# The silent game



## jdesey (Dec 6, 2015)

Today my girlfriend of two years talks to me at 10 in the morning and then goes dead silent fir rest of day. No reply to texts or calls. I go over to her apartment knock on the door and she won't answer even though I know she's there because her car is there. We have had no fight or anything like that. Finally after over six hours of no contact she text back that she's tired and sick. I reply back that she's too tired to even answer the phone or text back? 

So I'm asking the men out there does your girlfriend or wife to do this? My gal is very miserable about her work situation and it's just affecting everything. 

Does your gal go underground? I promise you if I ignored her for a day she would accuse me of cheating.
_Posted via Mobile Device_


----------



## Herschel (Mar 27, 2016)

Sounds like head games to me.
_Posted via Mobile Device_


----------



## Betrayedone (Jan 1, 2014)

Juvenile mind games.......


----------



## jdesey (Dec 6, 2015)

I agree guys. She is 47 years old. I've spoken to about this going underground thing many many times. God knows no woman is going to change unless they want to. 
_Posted via Mobile Device_


----------



## Mr The Other (Feb 1, 2014)

jdesey said:


> Today my girlfriend of two years talks to me at 10 in the morning and then goes dead silent fir rest of day. No reply to texts or calls. I go over to her apartment knock on the door and she won't answer even though I know she's there because her car is there. We have had no fight or anything like that. Finally after over six hours of no contact she text back that she's tired and sick. I reply back that she's too tired to even answer the phone or text back?
> 
> So I'm asking the men out there does your girlfriend or wife to do this? My gal is very miserable about her work situation and it's just affecting everything.
> 
> ...


Is she actually your girlfriend? What did you do?

Add this to one of your many previous thread so people understand the context.


----------



## jdesey (Dec 6, 2015)

Yes she is currently my girlfriend. We have agreed that absolutely that we are exclusive and not dating others.
_Posted via Mobile Device_


----------



## MarriedDude (Jun 21, 2014)

+++

Directives
(a) Which usernames head the posts in the silent game forum thread? List each one once.
(b) In the silent game thread, what age does jdesey give for his girlfriend?
(c) Write out the stretch of the silent game thread from "Does your gal" through "games to me.".
The data has no role in any of this.

Data block
+++

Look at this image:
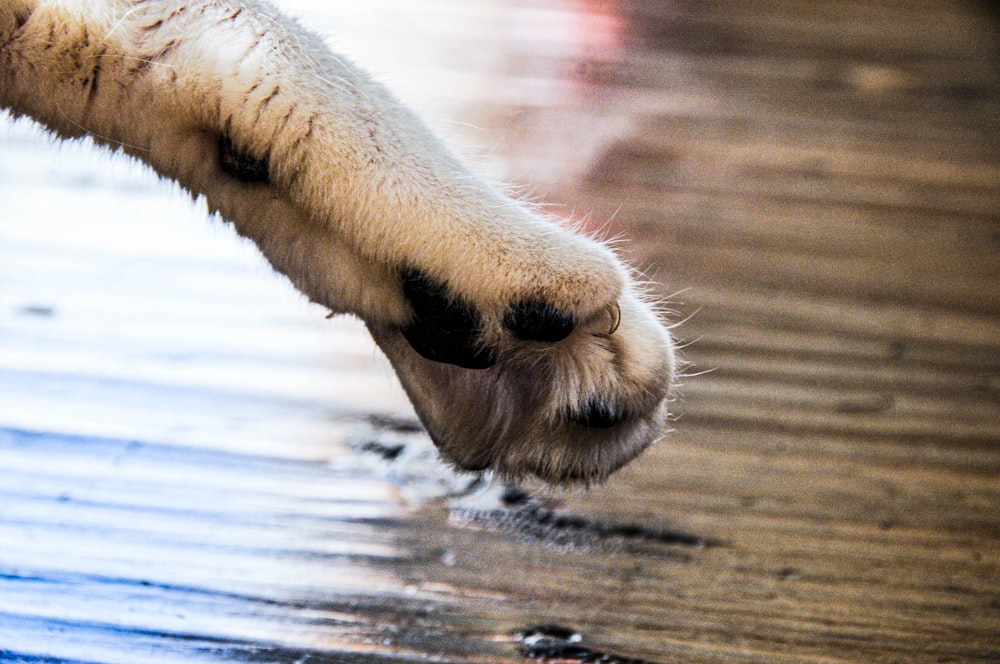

+++

Outputs for the tasks
(a) jdesey, Herschel, Betrayedone, Mr The Other, MarriedDude

(b) She is 47 years old.

(c)
Does your gal go underground? I promise you if I ignored her for a day she would accuse me of cheating.
_Posted via Mobile Device_


----------



## Herschel (Mar 27, 2016)

Sounds like head games to me.